Зеленое вино
Литературный Академгородок шестидесятых


  
  Геннадий ПРАШКЕВИЧ
«ПРИЗНАНИЕ В ЛЮБВИ НИКОГДА НЕ БЫВАЕТ ЗАПОЗДАЛЫМ…»

     Данный текст не является специальным исследованием или некоей, пусть и неполной историей литературного объединения, вдруг возникшего в новосибирском Академгородке в начале 60-х – в самые, может, интересные годы. Дай Бог, найдутся люди, которые восстановят историю указанного литобъединения более тщательно, со всеми деталями, так, как оно того заслуживает. Моя цель всего лишь напомнить о том, кто именно и чем пытался придать (сознательно или не отдавая в том отчета) блеска и без того прекрасному месту – Академгородку, для многих из нас – действительно мосту в будущее.
     В Постановлении Совета Министров СССР от 18 мая 1957 года о создании Сибирского отделения Академии наук было сказано: «В целях усиления научных исследований в области физико-технических, естественных и экономических наук и быстрейшего развития производительных сил Сибири и Дальнего Востока». Но ничего не бывает в отрыве от окружающего. Научный центр одновременно стал и важнейшим культурным центром.
Я приехал в Новосибирск осенью 1958 года.
     Из провинции, с железнодорожной станции Тайга.
     Тогда же начал работать лаборантом в Институте геологии и геофизики.
И тут же, к чрезвычайному моему изумлению, выяснилось, что крупнейший знаток железорудных месторождений Сибири геолог Геннадий Львович Поспелов, который, собственно, устраивал меня на работу, был не только ученым, но и поэтом. «Разве удел у юности – старость? Разве удел у старости – смерть?» Это из его стихов. Они мне нравились.

Набор данных ->
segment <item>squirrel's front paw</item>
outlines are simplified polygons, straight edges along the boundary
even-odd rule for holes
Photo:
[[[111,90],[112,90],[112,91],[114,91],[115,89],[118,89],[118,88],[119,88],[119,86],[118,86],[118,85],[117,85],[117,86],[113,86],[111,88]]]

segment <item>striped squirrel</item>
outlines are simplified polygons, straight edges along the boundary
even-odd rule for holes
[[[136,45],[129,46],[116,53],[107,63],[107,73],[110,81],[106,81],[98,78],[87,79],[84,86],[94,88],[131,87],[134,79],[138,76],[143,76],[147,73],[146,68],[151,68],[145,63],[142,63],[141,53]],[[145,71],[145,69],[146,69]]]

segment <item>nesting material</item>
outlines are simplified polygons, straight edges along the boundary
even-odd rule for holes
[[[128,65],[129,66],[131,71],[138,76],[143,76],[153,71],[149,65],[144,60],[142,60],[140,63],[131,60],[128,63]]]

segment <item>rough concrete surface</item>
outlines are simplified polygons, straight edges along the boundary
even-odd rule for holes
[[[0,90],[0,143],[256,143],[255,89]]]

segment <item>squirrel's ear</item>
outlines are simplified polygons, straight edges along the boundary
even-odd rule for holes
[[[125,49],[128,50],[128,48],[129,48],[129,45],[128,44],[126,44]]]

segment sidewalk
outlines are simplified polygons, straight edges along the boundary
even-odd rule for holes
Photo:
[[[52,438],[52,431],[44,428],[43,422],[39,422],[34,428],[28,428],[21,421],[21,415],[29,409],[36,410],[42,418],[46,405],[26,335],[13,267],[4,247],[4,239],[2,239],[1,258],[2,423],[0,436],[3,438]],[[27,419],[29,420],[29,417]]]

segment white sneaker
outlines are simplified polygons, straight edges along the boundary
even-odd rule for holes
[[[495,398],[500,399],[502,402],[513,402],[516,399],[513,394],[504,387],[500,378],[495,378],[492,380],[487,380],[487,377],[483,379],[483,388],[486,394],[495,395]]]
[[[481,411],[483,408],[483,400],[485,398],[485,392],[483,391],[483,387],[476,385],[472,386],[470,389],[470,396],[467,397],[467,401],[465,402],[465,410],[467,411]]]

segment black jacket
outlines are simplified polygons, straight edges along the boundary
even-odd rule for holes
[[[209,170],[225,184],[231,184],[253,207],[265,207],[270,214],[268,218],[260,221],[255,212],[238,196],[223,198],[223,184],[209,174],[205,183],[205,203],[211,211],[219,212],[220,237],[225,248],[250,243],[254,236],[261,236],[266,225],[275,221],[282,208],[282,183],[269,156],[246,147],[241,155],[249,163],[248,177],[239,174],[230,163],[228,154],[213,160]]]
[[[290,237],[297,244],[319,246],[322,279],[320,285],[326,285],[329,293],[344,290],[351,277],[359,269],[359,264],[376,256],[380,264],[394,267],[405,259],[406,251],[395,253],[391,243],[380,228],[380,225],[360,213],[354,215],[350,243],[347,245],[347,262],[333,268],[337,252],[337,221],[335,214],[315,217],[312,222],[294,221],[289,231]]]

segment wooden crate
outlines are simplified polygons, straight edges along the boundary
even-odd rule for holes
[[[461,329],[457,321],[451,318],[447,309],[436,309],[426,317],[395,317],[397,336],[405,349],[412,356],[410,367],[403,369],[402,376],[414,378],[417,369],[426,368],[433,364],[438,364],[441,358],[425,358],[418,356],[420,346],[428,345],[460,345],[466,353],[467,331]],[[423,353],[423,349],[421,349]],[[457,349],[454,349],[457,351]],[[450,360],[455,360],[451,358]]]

Ваши задания ->
1/ Извлеките из отрывка об Академгородке фрагмент от «В Постановлении Совета» до «важнейшим культурным центром.» без изменений.
2/ Продолжите отрывок об Академгородке, начав сразу после его последнего предложения.
Листинг никак не связан с отрывком об Академгородке.

Ответы ->
1/
В Постановлении Совета Министров СССР от 18 мая 1957 года о создании Сибирского отделения Академии наук было сказано: «В целях усиления научных исследований в области физико-технических, естественных и экономических наук и быстрейшего развития производительных сил Сибири и Дальнего Востока». Но ничего не бывает в отрыве от окружающего. Научный центр одновременно стал и важнейшим культурным центром.

2/
     Оставаясь на ночные дежурства в здании на улице Советской в центре Новосибирска, где некоторое время размещались многие будущие научные институты, я ночами напролет вчитывался в удивительные книги будущей объединенной библиотеки СО РАН. Подозреваю, что именно в те годы и сформировался мой взгляд на мир. И этому способствовали не только проглоченные мною многочисленные работы Л. С.  Берга, Вильяма К. Грегори, Б. М. Козо-Полянского А. Съюорда, А. А. Борисяка, И. А. Ефремова, А. Р¸мера, А. П. Быст­рова, И. И. Шмальгаузена, Д. И. Щер­бакова и многих других замечательных ученых, но и стихи, стихи! Встречаясь с Геннадием Львовичем (а какое-то время я даже жил у него), я узнавал много интересного о литературных течениях начала века, особенно о футуристах и конструктивистах, с юности особенно близких сердцу Геннадия Львовича. Я остро чувствовал, что где-то рядом должны находиться и мои ровесники, воспринимающие мир, как я.
И не ошибся.
     «В 1959 году в Академгородке открылся Новосибир­ский госуниверситет, – вспоминала позже Татьяна Янушевич в своей книге «Мое время». – Он занимал два этажа в школе № 25 и состоял из единственного тогда общего Факультета естественных наук. Среди первых двухсот студентов были Володя Бойков (математик), Вадим Фомичев (механик), Лида Киселева, Таня Янушевич и Леша Птицын (геологи), Володя Горбенко и Слава Сербин (физики-вечерники). Дружба возникала мгновенно и спонтанно… Мы, оказавшиеся вместе в только что возникшем Городке, то есть в условиях исключительных: новизны, подъема, праздника, в возрасте своего естественного романтизма, мы были переполнены удалью, щедростью, влюбленностью (той вообще-влюбленностью, без конкретного предмета, когда она не есть временное состояние, но суть души); мы „влипали“ друг в друга сразу, при первом же столкновении, и образовали в считанные дни снежный ком; иногда нас было и тридцать, и пятьдесят, и все двести, но плотно – человек пятнадцать, по периферии кто-то отпадал, примыкал, присутствовал – нам было не жалко. Мы жаждали дружбы, отдачи своей непомерной любви, ничего не требуя взамен – торжеством было наше единение…»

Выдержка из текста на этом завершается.